__Records for the task__:
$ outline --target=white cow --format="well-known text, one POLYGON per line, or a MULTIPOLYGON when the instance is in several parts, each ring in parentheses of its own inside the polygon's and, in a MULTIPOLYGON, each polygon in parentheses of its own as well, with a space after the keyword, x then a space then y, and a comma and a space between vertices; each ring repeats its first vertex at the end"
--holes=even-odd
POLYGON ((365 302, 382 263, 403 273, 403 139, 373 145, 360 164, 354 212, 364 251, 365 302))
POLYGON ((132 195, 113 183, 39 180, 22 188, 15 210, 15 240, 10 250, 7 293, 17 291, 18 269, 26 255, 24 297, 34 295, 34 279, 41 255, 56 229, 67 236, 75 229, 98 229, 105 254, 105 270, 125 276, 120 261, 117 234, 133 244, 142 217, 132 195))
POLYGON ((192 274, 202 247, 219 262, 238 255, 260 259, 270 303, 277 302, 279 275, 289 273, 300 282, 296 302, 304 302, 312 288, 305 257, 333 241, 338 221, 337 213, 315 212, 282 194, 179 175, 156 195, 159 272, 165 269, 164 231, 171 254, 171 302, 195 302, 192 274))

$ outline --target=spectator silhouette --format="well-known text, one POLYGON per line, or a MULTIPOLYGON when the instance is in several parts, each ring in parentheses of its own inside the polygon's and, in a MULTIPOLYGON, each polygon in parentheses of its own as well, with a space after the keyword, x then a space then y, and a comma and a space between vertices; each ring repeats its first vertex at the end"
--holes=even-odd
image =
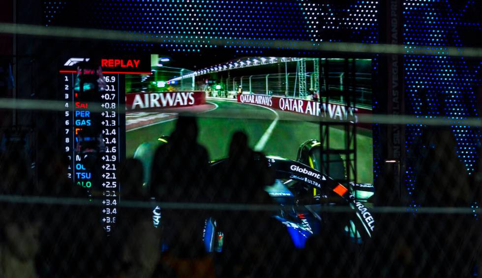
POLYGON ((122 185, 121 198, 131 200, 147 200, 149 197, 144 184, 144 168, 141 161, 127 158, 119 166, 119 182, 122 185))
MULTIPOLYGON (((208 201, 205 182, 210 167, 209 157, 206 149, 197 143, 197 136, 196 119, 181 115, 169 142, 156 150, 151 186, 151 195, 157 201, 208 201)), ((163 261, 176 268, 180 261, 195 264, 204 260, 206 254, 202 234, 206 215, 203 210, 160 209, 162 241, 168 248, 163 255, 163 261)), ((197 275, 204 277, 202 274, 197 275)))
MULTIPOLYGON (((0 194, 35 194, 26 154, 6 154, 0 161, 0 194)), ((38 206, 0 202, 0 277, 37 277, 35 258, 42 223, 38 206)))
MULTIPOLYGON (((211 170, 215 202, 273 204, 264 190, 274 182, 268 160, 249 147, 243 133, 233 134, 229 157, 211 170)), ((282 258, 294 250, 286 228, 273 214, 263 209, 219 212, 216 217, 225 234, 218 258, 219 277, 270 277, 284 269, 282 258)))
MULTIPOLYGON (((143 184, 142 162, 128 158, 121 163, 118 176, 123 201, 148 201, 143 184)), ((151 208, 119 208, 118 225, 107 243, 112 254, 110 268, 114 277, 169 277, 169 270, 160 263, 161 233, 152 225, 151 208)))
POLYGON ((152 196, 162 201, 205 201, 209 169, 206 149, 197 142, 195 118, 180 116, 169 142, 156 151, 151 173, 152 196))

__Goal of the exercise__: Set down word for word the stretch of data above, from its start through the line containing "POLYGON ((192 274, 202".

__Exercise solution__:
$ outline --target=white cow --format="well-known text, one POLYGON per line, or a MULTIPOLYGON when the instance is in several parts, each ring in parentheses of its own inside the polygon's and, in a MULTIPOLYGON, each polygon in parentheses of its own as well, with a space after the keyword, x then a space then y, and a comma and a space between vertices; each ring repeats its first vertex at the end"
--holes=even-odd
POLYGON ((365 302, 382 263, 403 273, 403 139, 373 145, 360 164, 354 212, 364 251, 365 302))
POLYGON ((132 195, 113 183, 39 180, 22 188, 15 210, 15 240, 10 250, 7 293, 17 291, 18 269, 26 255, 24 297, 34 295, 34 279, 41 255, 56 229, 67 236, 75 229, 98 229, 105 254, 105 270, 125 276, 120 261, 117 234, 133 244, 142 217, 132 195))
POLYGON ((192 274, 202 247, 219 262, 238 255, 260 259, 270 303, 277 302, 279 275, 289 273, 300 282, 296 302, 304 302, 312 288, 305 257, 333 241, 338 221, 337 213, 315 212, 282 194, 179 175, 156 195, 159 272, 165 269, 164 231, 171 254, 171 302, 195 302, 192 274))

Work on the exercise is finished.